-- Begin Data provided --

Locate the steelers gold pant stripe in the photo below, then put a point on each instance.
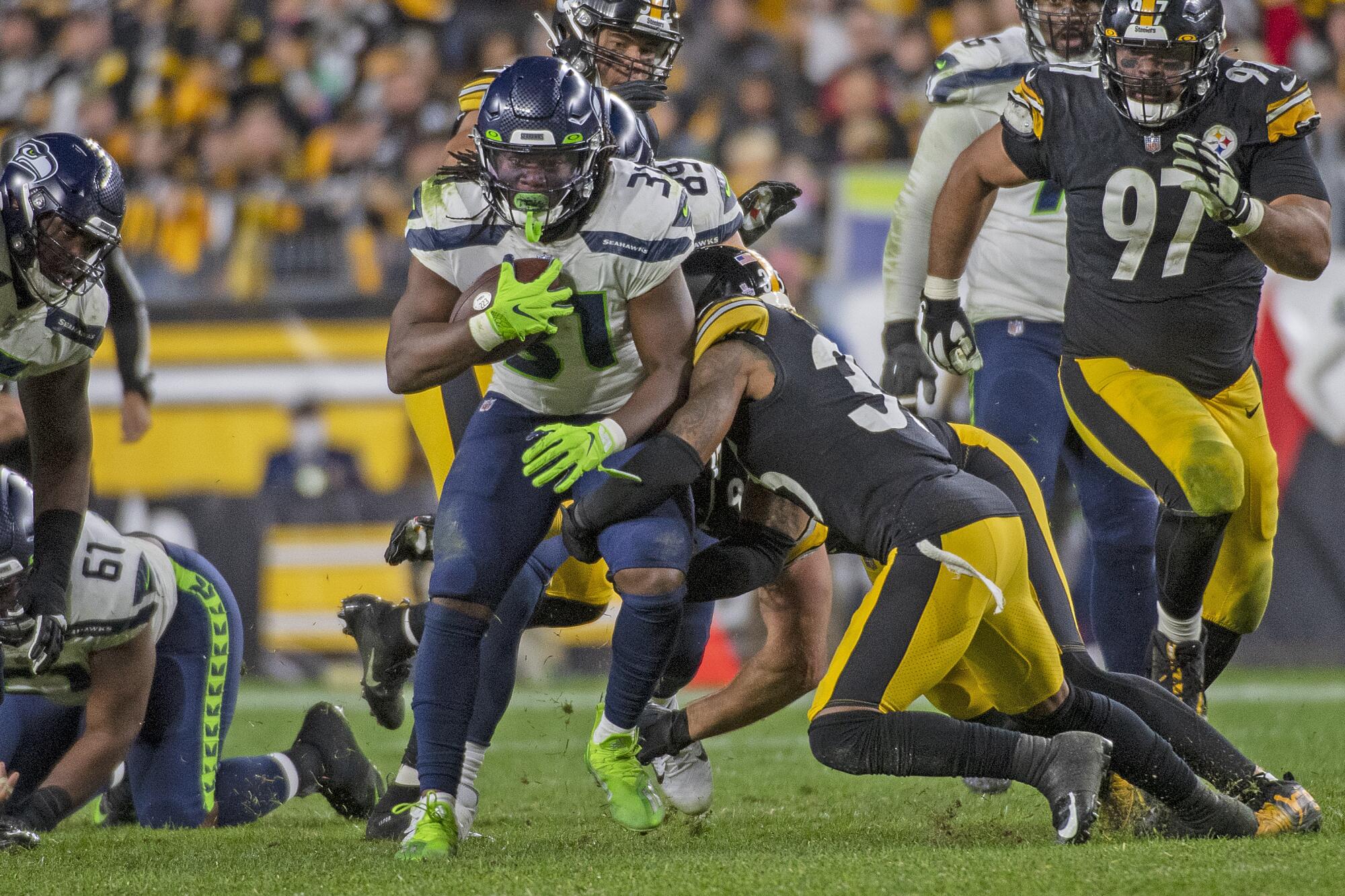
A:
(1112, 438)
(991, 459)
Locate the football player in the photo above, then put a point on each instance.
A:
(61, 205)
(755, 545)
(953, 602)
(1016, 310)
(150, 677)
(1187, 174)
(611, 365)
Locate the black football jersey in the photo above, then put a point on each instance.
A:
(1152, 279)
(832, 442)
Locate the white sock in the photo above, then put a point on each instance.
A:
(407, 627)
(287, 768)
(1179, 630)
(606, 729)
(473, 758)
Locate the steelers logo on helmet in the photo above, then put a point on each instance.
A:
(1159, 57)
(1222, 139)
(543, 140)
(618, 41)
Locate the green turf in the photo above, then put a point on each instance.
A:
(782, 822)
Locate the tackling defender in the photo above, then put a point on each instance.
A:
(1016, 310)
(953, 600)
(1191, 177)
(611, 366)
(150, 677)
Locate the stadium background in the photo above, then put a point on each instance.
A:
(271, 150)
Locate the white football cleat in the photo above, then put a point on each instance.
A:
(687, 779)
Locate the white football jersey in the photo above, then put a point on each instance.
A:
(119, 585)
(637, 236)
(42, 338)
(715, 210)
(1017, 266)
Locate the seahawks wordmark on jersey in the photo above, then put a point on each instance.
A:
(40, 338)
(1017, 266)
(715, 210)
(637, 236)
(1152, 279)
(119, 585)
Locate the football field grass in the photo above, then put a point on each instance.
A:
(782, 823)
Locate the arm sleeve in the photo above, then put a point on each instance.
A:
(907, 253)
(130, 322)
(1285, 169)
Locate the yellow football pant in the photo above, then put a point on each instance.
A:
(1200, 455)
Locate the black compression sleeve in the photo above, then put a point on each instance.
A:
(665, 464)
(750, 559)
(56, 536)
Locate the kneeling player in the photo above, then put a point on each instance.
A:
(150, 677)
(953, 598)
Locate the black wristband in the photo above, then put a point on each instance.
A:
(56, 536)
(46, 807)
(665, 464)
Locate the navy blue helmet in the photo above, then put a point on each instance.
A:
(629, 135)
(61, 201)
(15, 532)
(576, 29)
(543, 142)
(1160, 57)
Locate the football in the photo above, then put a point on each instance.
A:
(481, 295)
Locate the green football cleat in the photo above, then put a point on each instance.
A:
(633, 797)
(432, 833)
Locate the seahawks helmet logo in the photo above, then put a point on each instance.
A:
(36, 158)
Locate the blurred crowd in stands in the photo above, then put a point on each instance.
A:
(271, 147)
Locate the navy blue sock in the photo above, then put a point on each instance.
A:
(688, 649)
(1124, 611)
(500, 653)
(447, 673)
(248, 787)
(642, 641)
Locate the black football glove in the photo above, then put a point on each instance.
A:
(763, 205)
(664, 732)
(642, 96)
(411, 540)
(907, 372)
(946, 337)
(1214, 181)
(582, 542)
(15, 836)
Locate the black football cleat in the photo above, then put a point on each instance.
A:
(1180, 667)
(1075, 774)
(387, 825)
(346, 778)
(1284, 806)
(387, 661)
(116, 806)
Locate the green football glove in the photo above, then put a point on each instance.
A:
(1215, 182)
(568, 451)
(523, 310)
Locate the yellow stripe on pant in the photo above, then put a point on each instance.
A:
(1200, 455)
(923, 622)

-- End Data provided --

Written problem
Without including the pictures, reproduce all entries exactly.

Output of the task
Locate the steelers gold pant stripe in the photo below, then put a point on each instance.
A:
(1112, 438)
(991, 459)
Locate the football player in the photo above, then put a point on each instance.
A:
(61, 205)
(755, 545)
(953, 602)
(1016, 310)
(150, 677)
(1187, 174)
(611, 365)
Locate the black football jersey in the photo above, then put a point on each instance.
A:
(1152, 279)
(832, 442)
Locate the white sock in the photo above, then put a point on each instance.
A:
(407, 627)
(287, 768)
(1179, 630)
(606, 729)
(473, 758)
Locate the steelers logo on helmet in the photo above, then put a point on each instance.
A:
(1159, 57)
(1222, 139)
(543, 140)
(618, 41)
Locate the green turf in the photo above, then put a point on each instance.
A:
(782, 822)
Locate the tackling defender in the photo above, then put a point on each instance.
A:
(1016, 310)
(953, 600)
(1191, 177)
(611, 366)
(150, 677)
Locate the stadium background in the photo above, then put a point on each instance.
A:
(271, 150)
Locate the white football cleat in the photo above, then put a point on each instance.
A:
(687, 779)
Locate the white football jersey in the photo above, then put a point on each instance.
A:
(119, 585)
(637, 236)
(42, 338)
(715, 210)
(1017, 266)
Locate the seahawks wordmark on jersey in the photo above, then put a point on each instance.
A:
(40, 338)
(1017, 266)
(715, 210)
(637, 236)
(1152, 279)
(119, 585)
Locate the football field grass in the photo above, then put a point on each instance.
A:
(782, 823)
Locate the arm sleeve in the photo above, then put a point on each instance.
A:
(907, 253)
(130, 322)
(1285, 169)
Locate the yellow football pant in the photo above, then put a point on each instance.
A:
(1200, 455)
Locate the black compression sleeve in the photo above, then put a point on each instance.
A:
(665, 464)
(750, 559)
(56, 536)
Locate the kneeling player in the photo above, then put a point on each instance.
A:
(150, 677)
(953, 598)
Locate the black wristband in the photo above, then put a point on each instance.
A:
(56, 536)
(46, 807)
(665, 464)
Locate the navy blue helmet in the photo above, then put a point on each instance.
A:
(629, 135)
(61, 201)
(15, 532)
(576, 29)
(543, 142)
(1160, 57)
Locate the football in the photo above, then put a point on each instance.
A:
(481, 295)
Locate the green football cleat in the photo above, then put a point on each instance.
A:
(633, 797)
(432, 833)
Locate the seahawks helmet logo in the photo above, then put a point on each instance.
A:
(36, 158)
Locate the blurred crowd in stands in the photo above, then put a point on each instance.
A:
(271, 147)
Locate the navy blue sock in the photo above, then put a point on each instance.
A:
(688, 649)
(1124, 611)
(500, 653)
(447, 673)
(248, 787)
(642, 641)
Locate the black football glove in the photo above, then put a point on each instance.
A:
(763, 205)
(664, 732)
(642, 96)
(411, 540)
(907, 372)
(946, 337)
(1214, 181)
(582, 542)
(15, 836)
Locate the black football cleat in the photo above, then put a point on each instance.
A:
(1180, 667)
(1075, 774)
(387, 825)
(346, 778)
(1284, 806)
(387, 661)
(116, 806)
Locate the green football glove in the photo above, then put a point on each instance.
A:
(1215, 182)
(568, 451)
(523, 310)
Locate the yellow stripe on pant in the photo above, then put a point on each instance.
A:
(1200, 455)
(923, 622)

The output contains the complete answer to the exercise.